» What you should do: Each record below should appear again exactly as written.

» Input records:

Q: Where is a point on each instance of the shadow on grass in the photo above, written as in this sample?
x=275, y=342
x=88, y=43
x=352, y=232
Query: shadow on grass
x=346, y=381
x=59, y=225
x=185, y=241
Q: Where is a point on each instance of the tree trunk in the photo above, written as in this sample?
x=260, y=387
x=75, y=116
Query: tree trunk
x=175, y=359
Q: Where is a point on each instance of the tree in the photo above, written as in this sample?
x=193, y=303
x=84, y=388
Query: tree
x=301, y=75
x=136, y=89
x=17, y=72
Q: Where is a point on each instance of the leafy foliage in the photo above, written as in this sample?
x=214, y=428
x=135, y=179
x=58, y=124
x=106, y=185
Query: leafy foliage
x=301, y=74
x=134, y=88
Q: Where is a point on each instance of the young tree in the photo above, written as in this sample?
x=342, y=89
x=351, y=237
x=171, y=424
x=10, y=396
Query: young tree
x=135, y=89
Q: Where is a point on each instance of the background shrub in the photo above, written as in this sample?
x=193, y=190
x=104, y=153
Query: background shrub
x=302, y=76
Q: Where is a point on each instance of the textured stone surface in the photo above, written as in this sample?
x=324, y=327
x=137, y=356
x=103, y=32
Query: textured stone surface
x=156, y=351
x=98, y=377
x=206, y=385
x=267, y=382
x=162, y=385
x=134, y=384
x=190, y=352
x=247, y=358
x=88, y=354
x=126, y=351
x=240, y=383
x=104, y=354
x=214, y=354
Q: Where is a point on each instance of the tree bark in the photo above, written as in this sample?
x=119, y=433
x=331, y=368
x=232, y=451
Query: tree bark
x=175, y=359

» Answer below:
Q: Where is a point on each instance of the shadow on grass in the photo above, written as in this sample?
x=275, y=342
x=88, y=43
x=352, y=232
Query: shadow on grass
x=346, y=381
x=59, y=225
x=185, y=241
Q: Where is a point on each instance of the tree trunk in the photo above, written as in this sample?
x=260, y=387
x=75, y=116
Query: tree trunk
x=175, y=359
Q: Where is a point on each instance of the tree in the photo above, written as in this sample?
x=193, y=303
x=84, y=388
Query: tree
x=301, y=75
x=136, y=89
x=17, y=72
Q: Where is a point on each instance of the leafy foliage in the photo above, written as in this sample?
x=214, y=428
x=135, y=179
x=58, y=124
x=106, y=185
Query: leafy foliage
x=301, y=74
x=134, y=88
Q: Where is a point on each instance of the young tree in the photo above, written as in this sample?
x=342, y=89
x=351, y=237
x=171, y=424
x=10, y=396
Query: young tree
x=135, y=89
Q: Where is a point on each instance of the background shrub in the photo above, written as in this sample?
x=193, y=190
x=104, y=153
Query: background shrub
x=302, y=76
Q: Where is a point on each instance of the textured stone surface in the photo above, written as in this sample?
x=324, y=327
x=137, y=356
x=103, y=32
Query: textured stone surface
x=156, y=351
x=98, y=377
x=206, y=385
x=267, y=382
x=162, y=385
x=134, y=384
x=190, y=352
x=247, y=358
x=88, y=354
x=126, y=351
x=240, y=383
x=104, y=354
x=214, y=354
Q: Where is a point on each instance of the tree bark in the photo above, written as in this sample?
x=119, y=433
x=331, y=368
x=232, y=451
Query: tree bark
x=175, y=359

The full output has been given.